Para toda la comunidad estratégica occidental, esa que sigue apegada a las imágenes y conceptos de la Guerra Fría, la invasión rusa de Ucrania ha traído buenas nuevas para la OTAN, una organización defensiva que languidecía por la dejadez de sus miembros, el desinterés de su miembro principal, los Estados Unidos, así como por asalto de los infatigables defensores de una autonomía europea en materia de seguridad y defensa (esencialmente los franceses y los socialistas españoles).
La prueba de ese chute de ilusión estratégica sería la
petición de acceso a la Alianza por parte de dos países occidentales en su
naturaleza, pero hasta ahora neutrales por su idiosincrasia estratégica: Suecia
y Finlandia. Pero ¿por qué esta nueva
ola de ampliación de la OTAN es más importante que las anteriores? Recordemos
que la Alianza se abrió a los centroeuropeos con la adhesión de Polonia,
Hungría y la entonces Checoeslovaquia en 1999; siguió en 2004 con los tres
países bálticos y se aceptó a Eslovenia, Eslovaquia, Bulgaria y Rumanía; en
2009, Albania y Croacia; y, finalmente, en 2017 y 2020, Montenegro y Macedonia
respectivamente.

= Consigna =
Enumera todos los años de ampliación de la Alianza que se citan en el texto sobre la ampliación de la OTAN. Los datos son un material independiente del texto.

= Material proporcionado =
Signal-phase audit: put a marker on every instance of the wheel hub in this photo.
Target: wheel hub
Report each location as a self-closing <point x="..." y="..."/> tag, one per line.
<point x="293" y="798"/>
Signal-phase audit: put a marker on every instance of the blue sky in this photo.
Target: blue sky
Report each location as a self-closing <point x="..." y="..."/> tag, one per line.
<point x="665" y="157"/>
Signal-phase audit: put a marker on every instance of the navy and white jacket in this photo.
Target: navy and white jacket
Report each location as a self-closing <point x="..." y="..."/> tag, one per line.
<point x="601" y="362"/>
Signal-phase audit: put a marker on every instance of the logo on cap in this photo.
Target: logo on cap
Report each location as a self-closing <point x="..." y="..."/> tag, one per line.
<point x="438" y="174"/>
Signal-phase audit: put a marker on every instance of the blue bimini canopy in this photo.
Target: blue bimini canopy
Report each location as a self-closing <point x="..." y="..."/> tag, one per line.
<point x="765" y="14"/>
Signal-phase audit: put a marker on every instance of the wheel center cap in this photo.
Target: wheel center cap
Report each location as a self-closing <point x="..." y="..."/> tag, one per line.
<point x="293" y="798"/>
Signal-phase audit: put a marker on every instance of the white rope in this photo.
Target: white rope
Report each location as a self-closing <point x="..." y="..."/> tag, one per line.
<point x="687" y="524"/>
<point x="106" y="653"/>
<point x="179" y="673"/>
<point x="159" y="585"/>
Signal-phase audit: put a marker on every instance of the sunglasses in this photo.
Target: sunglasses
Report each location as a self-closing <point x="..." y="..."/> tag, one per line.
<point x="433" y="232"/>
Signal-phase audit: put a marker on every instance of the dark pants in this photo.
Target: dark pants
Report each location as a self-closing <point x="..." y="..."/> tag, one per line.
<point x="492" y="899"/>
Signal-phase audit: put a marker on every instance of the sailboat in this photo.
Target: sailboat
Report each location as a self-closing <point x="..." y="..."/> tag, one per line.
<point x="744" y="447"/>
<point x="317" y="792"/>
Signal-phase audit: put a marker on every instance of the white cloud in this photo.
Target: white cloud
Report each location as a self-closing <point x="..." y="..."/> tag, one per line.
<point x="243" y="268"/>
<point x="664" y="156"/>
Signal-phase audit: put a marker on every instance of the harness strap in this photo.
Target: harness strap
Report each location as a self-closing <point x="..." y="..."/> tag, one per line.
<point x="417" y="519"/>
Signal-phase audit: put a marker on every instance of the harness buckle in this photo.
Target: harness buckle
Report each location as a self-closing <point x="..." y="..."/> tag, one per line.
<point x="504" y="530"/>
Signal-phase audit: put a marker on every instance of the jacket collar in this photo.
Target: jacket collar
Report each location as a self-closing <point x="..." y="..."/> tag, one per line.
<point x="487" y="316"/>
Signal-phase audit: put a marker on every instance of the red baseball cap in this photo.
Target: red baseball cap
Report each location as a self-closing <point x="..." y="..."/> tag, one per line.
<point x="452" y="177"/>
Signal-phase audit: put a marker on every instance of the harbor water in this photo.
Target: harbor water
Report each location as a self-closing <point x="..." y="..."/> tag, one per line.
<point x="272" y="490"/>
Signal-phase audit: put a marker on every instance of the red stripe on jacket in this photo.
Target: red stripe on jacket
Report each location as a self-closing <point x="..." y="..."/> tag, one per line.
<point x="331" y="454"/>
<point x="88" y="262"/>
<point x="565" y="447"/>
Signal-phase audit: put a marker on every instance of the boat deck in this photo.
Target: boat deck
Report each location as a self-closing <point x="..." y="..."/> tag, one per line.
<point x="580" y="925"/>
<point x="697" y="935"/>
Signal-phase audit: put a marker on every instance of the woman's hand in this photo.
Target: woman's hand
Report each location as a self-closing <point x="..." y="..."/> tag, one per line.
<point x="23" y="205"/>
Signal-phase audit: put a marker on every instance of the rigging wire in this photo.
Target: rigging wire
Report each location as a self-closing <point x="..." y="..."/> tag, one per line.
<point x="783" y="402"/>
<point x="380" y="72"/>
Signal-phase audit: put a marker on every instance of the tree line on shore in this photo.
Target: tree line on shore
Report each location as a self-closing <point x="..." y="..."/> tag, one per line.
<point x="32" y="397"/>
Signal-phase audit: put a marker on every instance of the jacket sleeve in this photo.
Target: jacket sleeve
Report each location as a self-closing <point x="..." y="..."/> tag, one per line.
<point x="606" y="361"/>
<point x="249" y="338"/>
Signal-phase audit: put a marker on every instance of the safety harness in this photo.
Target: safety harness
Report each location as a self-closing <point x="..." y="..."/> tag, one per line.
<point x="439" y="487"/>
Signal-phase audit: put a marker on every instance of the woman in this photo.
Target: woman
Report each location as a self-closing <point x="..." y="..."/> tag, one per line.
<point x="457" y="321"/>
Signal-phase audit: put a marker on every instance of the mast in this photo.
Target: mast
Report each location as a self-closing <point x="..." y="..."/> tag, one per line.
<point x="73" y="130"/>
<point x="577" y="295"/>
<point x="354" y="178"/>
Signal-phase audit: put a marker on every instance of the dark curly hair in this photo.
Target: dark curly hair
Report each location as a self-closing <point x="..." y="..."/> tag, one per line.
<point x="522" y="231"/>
* * *
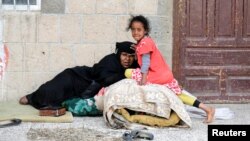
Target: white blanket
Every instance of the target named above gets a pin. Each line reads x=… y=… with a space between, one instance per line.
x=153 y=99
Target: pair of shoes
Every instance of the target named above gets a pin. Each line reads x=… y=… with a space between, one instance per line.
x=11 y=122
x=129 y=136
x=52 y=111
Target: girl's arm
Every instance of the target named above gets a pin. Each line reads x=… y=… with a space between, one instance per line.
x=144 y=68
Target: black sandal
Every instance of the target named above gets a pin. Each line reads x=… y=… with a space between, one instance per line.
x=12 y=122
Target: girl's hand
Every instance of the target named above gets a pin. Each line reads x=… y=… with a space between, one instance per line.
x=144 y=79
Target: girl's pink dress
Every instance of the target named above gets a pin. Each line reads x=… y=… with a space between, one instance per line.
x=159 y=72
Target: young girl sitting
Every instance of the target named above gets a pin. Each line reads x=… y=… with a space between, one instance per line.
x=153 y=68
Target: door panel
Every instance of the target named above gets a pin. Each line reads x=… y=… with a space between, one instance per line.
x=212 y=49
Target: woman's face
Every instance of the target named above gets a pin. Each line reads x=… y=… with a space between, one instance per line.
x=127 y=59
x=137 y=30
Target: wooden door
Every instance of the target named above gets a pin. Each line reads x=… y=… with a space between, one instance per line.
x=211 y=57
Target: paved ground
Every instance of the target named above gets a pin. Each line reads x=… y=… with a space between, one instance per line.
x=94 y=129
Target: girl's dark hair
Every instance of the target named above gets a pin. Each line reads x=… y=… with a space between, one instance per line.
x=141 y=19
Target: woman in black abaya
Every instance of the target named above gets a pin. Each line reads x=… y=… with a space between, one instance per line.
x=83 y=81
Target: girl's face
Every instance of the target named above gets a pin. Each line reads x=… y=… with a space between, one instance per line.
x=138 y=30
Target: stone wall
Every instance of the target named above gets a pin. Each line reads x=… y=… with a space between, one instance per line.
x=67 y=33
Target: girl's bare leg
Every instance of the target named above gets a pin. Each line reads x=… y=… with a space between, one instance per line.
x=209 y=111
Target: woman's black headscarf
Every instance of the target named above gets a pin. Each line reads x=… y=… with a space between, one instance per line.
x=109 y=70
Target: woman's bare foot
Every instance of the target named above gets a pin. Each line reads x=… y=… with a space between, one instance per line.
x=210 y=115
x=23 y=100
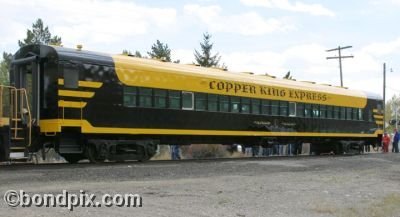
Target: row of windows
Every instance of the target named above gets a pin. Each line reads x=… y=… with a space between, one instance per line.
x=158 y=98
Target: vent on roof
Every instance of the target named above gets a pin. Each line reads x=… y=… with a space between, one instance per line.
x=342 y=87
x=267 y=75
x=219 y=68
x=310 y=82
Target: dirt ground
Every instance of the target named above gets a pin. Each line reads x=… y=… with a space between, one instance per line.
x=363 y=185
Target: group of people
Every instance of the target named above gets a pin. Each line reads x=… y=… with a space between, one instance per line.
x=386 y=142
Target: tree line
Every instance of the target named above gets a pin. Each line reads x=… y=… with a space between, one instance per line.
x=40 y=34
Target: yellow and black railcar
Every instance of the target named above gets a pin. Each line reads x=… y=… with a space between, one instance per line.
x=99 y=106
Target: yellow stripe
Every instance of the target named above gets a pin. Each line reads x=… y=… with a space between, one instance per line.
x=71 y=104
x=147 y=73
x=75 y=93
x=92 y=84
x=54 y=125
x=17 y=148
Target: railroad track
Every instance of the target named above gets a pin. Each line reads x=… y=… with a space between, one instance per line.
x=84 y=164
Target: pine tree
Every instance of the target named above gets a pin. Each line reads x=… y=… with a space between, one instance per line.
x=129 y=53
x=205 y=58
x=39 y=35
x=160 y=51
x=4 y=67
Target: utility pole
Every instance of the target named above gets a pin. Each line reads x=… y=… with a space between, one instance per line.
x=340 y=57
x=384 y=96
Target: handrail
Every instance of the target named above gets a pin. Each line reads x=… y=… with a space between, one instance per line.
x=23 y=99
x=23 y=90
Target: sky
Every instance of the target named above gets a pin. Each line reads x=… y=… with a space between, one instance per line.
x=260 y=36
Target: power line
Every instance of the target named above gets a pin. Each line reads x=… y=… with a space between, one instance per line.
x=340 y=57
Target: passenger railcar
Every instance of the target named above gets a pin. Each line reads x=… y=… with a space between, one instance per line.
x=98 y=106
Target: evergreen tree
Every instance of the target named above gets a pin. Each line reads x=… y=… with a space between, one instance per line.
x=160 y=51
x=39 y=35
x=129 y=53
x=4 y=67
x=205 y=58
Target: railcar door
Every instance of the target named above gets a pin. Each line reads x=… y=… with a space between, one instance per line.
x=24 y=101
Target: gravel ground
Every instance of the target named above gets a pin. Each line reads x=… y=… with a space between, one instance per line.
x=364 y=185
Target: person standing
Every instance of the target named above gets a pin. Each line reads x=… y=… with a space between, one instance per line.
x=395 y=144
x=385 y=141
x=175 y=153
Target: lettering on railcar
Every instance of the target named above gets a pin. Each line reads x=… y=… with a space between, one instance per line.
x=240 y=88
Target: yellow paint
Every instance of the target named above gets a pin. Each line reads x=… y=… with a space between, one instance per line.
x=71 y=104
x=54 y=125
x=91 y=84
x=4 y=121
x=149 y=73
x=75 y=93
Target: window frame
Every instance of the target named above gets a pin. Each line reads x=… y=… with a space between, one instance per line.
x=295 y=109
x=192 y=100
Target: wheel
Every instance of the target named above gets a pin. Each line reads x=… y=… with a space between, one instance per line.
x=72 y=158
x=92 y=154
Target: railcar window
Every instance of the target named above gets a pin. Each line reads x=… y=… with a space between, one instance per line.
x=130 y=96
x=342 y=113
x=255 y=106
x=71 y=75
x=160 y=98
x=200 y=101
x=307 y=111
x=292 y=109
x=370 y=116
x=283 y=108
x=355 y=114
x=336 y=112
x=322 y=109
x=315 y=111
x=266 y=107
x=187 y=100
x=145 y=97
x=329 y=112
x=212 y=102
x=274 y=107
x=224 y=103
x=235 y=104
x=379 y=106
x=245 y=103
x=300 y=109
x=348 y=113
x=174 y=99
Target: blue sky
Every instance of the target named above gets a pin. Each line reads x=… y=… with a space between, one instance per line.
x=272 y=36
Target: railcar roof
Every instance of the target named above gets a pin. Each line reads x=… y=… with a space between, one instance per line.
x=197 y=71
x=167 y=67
---
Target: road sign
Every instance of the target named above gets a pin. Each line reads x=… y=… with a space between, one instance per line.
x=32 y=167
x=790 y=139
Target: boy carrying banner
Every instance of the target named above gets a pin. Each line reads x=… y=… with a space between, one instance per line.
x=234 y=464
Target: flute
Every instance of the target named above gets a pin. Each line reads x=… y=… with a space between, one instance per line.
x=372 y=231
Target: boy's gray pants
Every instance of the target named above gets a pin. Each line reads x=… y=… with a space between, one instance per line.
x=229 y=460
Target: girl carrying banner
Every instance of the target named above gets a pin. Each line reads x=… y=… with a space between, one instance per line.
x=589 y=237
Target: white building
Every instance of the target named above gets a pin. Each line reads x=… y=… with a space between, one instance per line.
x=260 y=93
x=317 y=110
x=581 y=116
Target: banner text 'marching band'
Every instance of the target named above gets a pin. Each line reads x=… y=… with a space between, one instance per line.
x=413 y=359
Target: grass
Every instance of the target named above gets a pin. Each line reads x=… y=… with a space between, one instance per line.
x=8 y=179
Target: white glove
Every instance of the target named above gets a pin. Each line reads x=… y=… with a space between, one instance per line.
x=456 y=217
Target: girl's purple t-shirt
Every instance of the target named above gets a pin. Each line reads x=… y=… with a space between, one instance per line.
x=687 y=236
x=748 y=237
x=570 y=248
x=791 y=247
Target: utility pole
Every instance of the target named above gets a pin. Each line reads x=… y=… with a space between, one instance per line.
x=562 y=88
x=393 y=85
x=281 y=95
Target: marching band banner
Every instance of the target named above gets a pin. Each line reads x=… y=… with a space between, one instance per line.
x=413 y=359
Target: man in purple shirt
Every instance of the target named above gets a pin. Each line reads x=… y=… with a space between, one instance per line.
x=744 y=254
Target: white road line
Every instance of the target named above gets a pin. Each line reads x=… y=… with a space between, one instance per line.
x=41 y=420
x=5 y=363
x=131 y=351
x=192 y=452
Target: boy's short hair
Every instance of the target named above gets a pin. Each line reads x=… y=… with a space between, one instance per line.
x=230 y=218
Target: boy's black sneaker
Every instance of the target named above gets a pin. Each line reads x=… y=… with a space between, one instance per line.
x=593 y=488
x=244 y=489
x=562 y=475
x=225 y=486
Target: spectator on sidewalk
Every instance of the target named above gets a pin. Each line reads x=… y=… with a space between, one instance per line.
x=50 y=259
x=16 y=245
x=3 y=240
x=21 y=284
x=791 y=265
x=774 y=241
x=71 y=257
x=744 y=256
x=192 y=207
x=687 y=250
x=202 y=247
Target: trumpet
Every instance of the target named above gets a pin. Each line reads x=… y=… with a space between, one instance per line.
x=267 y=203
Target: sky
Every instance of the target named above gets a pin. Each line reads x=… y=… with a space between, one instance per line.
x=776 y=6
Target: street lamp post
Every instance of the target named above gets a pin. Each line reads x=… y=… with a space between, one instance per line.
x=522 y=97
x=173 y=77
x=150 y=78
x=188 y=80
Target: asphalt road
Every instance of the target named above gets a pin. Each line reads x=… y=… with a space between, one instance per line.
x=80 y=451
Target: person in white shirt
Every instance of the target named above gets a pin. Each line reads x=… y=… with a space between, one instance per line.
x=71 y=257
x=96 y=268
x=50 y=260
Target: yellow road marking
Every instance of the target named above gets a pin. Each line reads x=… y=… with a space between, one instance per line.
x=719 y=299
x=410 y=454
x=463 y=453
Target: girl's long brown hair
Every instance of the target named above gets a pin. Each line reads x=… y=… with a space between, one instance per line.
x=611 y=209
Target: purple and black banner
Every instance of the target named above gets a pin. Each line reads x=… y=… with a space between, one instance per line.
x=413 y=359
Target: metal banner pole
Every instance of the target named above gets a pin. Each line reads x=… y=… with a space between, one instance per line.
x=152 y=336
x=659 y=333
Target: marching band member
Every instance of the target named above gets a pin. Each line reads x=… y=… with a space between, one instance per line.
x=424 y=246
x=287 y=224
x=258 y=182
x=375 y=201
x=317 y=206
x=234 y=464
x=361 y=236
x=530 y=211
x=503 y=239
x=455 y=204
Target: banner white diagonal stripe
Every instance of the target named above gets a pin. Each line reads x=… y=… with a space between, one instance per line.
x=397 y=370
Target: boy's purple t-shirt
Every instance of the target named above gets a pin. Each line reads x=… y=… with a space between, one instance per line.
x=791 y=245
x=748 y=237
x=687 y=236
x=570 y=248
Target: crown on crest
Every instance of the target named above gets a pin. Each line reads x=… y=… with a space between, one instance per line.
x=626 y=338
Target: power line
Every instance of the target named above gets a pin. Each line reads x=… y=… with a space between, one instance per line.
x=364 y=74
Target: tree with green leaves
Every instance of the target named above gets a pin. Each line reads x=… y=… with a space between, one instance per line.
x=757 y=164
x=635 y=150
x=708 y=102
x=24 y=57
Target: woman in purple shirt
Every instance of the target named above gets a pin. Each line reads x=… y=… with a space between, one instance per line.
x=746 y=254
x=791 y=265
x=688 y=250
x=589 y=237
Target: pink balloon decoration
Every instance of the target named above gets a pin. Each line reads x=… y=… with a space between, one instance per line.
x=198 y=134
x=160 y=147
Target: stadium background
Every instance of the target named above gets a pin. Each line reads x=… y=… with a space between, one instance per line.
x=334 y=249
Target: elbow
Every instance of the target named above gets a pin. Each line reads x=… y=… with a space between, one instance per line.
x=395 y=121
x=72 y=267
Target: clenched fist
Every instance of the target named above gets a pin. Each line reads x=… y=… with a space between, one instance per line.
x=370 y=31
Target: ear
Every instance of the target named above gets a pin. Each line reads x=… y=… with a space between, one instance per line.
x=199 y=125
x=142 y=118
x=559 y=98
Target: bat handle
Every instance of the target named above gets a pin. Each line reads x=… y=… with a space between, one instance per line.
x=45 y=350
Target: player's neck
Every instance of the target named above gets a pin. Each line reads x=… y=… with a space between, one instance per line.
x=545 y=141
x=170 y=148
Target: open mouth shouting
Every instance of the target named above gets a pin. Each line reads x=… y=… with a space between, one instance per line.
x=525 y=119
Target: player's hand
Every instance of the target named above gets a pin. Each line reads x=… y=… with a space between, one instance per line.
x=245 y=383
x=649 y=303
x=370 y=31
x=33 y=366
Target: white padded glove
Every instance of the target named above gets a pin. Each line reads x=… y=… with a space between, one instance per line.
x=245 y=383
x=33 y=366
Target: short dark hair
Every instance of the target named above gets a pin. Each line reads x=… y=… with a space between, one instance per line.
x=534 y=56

= Solución del ejercicio =
1999, 2004, 2009, 2017 y 2020.